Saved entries
%%

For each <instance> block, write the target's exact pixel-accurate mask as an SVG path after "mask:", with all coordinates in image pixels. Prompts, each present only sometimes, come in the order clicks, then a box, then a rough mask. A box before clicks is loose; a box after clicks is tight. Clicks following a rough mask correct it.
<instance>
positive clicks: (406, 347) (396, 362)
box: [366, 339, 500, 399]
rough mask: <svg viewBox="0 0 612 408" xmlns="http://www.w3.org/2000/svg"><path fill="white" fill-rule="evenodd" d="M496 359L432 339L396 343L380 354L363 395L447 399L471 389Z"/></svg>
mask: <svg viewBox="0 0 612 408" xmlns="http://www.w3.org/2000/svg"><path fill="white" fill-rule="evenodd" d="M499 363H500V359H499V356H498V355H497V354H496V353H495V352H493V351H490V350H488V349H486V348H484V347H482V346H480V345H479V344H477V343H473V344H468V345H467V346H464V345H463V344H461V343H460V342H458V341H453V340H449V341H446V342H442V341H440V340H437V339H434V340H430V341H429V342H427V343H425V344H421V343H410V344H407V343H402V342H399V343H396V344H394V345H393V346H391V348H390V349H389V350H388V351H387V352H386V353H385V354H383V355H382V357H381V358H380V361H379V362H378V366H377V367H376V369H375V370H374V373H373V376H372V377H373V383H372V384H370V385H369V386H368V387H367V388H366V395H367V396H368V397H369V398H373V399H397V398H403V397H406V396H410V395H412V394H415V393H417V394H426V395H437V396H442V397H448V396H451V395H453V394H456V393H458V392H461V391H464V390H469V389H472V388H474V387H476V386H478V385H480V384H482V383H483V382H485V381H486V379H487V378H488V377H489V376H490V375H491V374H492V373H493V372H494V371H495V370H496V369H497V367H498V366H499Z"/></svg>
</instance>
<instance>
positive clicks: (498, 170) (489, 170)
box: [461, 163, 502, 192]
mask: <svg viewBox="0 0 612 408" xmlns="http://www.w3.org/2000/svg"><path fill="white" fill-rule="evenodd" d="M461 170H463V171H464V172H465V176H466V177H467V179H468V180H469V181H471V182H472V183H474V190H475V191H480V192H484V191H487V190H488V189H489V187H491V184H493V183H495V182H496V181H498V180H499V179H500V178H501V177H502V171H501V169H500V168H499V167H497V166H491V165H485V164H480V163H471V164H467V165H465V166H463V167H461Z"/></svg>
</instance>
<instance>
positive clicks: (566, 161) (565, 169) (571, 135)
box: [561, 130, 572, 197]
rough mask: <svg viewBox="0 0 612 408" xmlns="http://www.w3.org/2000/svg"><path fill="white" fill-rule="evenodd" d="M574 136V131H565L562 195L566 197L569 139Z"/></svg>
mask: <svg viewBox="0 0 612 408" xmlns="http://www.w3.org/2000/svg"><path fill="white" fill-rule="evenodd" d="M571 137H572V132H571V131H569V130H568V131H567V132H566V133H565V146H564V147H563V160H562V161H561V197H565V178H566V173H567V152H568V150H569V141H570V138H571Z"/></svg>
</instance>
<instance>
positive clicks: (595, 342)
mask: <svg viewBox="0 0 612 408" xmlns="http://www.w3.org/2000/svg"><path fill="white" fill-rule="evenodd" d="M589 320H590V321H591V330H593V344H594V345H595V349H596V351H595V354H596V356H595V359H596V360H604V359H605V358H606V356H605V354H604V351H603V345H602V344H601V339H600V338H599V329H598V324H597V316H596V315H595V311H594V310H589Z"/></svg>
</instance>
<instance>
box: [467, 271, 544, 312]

%%

§ **What the task asks**
Output the entries exactly.

§ **Answer for the task**
For each <instance> block, write the target's exact pixel-accurate mask as an SVG path after "mask:", with all coordinates in image pixels. Prompts, each present only sometimes, come in the order clicks, then a box, then a rough mask. A box before clicks is loose; a box after clicks is tight. Clicks following a rough mask correct it.
<instance>
positive clicks: (406, 347) (396, 362)
box: [366, 339, 500, 399]
rough mask: <svg viewBox="0 0 612 408" xmlns="http://www.w3.org/2000/svg"><path fill="white" fill-rule="evenodd" d="M496 359L432 339L396 343L380 354L363 395L447 399L471 389Z"/></svg>
mask: <svg viewBox="0 0 612 408" xmlns="http://www.w3.org/2000/svg"><path fill="white" fill-rule="evenodd" d="M499 363H500V359H499V356H498V355H497V354H496V353H495V352H493V351H490V350H488V349H486V348H484V347H482V346H480V345H479V344H477V343H473V344H468V345H467V346H464V345H463V344H461V343H460V342H458V341H453V340H449V341H446V342H442V341H440V340H437V339H434V340H430V341H429V342H427V343H425V344H421V343H410V344H407V343H402V342H399V343H396V344H394V345H393V346H391V348H390V349H389V350H388V351H387V352H386V353H385V354H383V355H382V357H381V358H380V361H379V362H378V366H377V367H376V369H375V370H374V373H373V376H372V377H373V383H372V384H370V385H369V386H368V387H367V388H366V395H367V396H368V397H369V398H373V399H397V398H403V397H406V396H410V395H412V394H415V393H417V394H426V395H437V396H442V397H448V396H451V395H453V394H456V393H458V392H461V391H464V390H469V389H472V388H474V387H476V386H478V385H480V384H482V383H483V382H485V381H486V379H487V378H488V377H489V376H490V375H491V374H492V373H493V372H494V371H495V370H496V369H497V367H498V366H499Z"/></svg>
</instance>
<instance>
positive clicks: (498, 170) (489, 170)
box: [461, 163, 502, 192]
mask: <svg viewBox="0 0 612 408" xmlns="http://www.w3.org/2000/svg"><path fill="white" fill-rule="evenodd" d="M461 170H463V171H464V172H465V176H466V177H467V179H468V180H469V181H471V182H472V183H474V190H475V191H480V192H484V191H487V190H488V189H489V187H491V184H493V183H495V182H496V181H498V180H499V179H500V178H501V177H502V171H501V169H500V168H499V167H497V166H491V165H485V164H480V163H471V164H467V165H465V166H463V167H461Z"/></svg>
</instance>
<instance>
positive clicks: (566, 161) (565, 169) (571, 135)
box: [561, 130, 572, 197]
rough mask: <svg viewBox="0 0 612 408" xmlns="http://www.w3.org/2000/svg"><path fill="white" fill-rule="evenodd" d="M574 136V131H565L562 195L566 197L569 139Z"/></svg>
mask: <svg viewBox="0 0 612 408" xmlns="http://www.w3.org/2000/svg"><path fill="white" fill-rule="evenodd" d="M571 137H572V132H571V131H569V130H568V131H567V132H566V133H565V146H564V147H563V160H562V161H561V197H565V178H566V173H567V152H568V150H569V141H570V138H571Z"/></svg>
</instance>
<instance>
positive clicks: (595, 342)
mask: <svg viewBox="0 0 612 408" xmlns="http://www.w3.org/2000/svg"><path fill="white" fill-rule="evenodd" d="M589 320H590V321H591V330H593V344H594V345H595V349H596V351H595V354H596V356H595V359H596V360H604V359H605V358H606V356H605V354H604V351H603V345H602V344H601V339H600V338H599V329H598V324H597V316H596V315H595V311H594V310H589Z"/></svg>
</instance>
<instance>
box: [467, 271, 544, 312]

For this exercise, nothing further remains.